TASK REQUIREMENTS
Those lines of the following listing which contain the string "priest" should be returned.

[EXTRACTED DATA]

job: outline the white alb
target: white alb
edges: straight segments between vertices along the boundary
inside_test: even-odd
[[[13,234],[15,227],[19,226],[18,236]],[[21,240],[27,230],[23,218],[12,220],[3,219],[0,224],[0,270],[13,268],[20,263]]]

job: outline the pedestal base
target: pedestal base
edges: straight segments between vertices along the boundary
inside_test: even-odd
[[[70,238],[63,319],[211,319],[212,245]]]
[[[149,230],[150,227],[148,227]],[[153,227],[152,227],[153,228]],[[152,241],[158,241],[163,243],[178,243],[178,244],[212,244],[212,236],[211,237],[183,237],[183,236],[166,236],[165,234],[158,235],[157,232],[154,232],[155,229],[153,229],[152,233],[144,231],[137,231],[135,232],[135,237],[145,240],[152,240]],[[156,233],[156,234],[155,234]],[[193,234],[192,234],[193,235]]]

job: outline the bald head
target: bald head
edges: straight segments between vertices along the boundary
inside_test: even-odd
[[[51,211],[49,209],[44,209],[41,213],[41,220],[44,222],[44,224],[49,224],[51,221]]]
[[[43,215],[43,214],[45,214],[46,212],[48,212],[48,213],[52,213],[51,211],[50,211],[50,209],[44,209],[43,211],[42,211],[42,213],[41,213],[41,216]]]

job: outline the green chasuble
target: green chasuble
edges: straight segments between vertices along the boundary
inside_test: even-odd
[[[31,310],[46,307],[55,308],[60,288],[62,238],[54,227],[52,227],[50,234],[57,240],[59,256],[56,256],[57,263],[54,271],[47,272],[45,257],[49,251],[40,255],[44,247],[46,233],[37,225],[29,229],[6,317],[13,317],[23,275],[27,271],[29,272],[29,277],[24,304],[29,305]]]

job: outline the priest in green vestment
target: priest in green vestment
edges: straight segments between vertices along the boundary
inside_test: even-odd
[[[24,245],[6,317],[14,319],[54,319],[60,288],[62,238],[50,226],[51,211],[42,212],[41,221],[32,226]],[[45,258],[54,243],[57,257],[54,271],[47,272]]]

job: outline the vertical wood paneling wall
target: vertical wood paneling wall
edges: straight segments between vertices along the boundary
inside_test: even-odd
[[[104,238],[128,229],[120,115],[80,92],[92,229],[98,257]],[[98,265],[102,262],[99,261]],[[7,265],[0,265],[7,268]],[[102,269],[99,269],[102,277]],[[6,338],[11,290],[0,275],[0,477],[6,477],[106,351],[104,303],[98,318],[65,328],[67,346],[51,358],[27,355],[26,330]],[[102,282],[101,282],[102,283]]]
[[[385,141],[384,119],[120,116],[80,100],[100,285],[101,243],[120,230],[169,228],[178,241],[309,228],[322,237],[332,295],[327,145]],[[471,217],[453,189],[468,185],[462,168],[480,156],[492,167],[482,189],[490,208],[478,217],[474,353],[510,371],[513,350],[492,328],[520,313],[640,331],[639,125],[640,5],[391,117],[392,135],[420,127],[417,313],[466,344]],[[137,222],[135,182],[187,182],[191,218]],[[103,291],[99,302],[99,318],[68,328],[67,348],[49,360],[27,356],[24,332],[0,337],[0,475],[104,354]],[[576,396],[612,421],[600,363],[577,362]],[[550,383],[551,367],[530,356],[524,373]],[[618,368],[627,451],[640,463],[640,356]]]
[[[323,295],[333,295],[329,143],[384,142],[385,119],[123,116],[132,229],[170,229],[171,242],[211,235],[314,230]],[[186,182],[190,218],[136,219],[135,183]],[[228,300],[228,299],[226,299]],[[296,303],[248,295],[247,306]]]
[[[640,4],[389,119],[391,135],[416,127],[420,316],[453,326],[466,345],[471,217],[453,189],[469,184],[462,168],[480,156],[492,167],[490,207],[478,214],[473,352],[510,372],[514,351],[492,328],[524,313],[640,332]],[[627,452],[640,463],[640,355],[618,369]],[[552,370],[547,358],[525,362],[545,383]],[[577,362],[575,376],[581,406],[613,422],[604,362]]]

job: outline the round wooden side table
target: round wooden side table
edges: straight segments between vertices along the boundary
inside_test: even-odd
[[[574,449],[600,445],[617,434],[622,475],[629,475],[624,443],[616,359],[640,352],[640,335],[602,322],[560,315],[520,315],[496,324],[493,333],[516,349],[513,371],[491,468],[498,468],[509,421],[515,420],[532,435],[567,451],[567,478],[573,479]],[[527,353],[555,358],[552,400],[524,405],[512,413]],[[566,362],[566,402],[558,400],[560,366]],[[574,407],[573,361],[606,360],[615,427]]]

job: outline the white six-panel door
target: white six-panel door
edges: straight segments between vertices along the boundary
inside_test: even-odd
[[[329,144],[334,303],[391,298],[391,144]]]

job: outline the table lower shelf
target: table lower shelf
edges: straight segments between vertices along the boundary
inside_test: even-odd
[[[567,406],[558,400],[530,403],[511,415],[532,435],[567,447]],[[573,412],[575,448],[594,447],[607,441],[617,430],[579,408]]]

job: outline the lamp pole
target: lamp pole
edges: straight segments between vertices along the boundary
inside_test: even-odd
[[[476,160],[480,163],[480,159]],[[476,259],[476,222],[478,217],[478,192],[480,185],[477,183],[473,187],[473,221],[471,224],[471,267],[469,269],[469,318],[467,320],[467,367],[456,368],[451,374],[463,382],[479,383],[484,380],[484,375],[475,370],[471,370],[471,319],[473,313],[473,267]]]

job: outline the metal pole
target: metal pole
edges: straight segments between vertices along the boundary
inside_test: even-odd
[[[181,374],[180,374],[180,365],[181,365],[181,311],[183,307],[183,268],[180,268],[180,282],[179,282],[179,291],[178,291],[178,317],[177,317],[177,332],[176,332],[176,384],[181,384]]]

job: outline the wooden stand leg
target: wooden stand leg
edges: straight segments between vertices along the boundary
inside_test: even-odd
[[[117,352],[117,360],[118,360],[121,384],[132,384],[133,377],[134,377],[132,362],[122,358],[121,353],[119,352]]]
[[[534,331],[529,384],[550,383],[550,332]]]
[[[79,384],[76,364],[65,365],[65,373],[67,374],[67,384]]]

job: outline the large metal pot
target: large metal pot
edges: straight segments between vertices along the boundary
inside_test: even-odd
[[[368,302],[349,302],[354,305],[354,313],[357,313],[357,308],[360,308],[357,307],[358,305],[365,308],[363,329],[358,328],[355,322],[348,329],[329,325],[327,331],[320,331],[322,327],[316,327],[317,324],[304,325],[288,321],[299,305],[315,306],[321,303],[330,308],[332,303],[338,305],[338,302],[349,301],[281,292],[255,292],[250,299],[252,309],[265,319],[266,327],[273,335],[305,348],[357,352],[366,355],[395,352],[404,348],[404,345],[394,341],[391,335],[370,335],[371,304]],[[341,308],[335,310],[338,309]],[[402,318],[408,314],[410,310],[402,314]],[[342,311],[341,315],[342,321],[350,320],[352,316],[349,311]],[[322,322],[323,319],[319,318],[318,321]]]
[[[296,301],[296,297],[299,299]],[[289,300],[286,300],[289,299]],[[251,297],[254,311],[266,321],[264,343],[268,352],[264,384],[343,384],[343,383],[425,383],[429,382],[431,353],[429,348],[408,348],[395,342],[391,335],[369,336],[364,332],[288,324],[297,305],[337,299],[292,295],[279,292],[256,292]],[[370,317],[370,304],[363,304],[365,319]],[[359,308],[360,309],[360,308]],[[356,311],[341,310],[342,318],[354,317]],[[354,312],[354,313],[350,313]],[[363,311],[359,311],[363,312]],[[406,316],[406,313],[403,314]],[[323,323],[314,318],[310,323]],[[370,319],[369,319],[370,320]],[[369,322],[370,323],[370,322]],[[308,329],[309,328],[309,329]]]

[/EXTRACTED DATA]

SOLUTION
job: outline the priest in green vestment
target: priest in green vestment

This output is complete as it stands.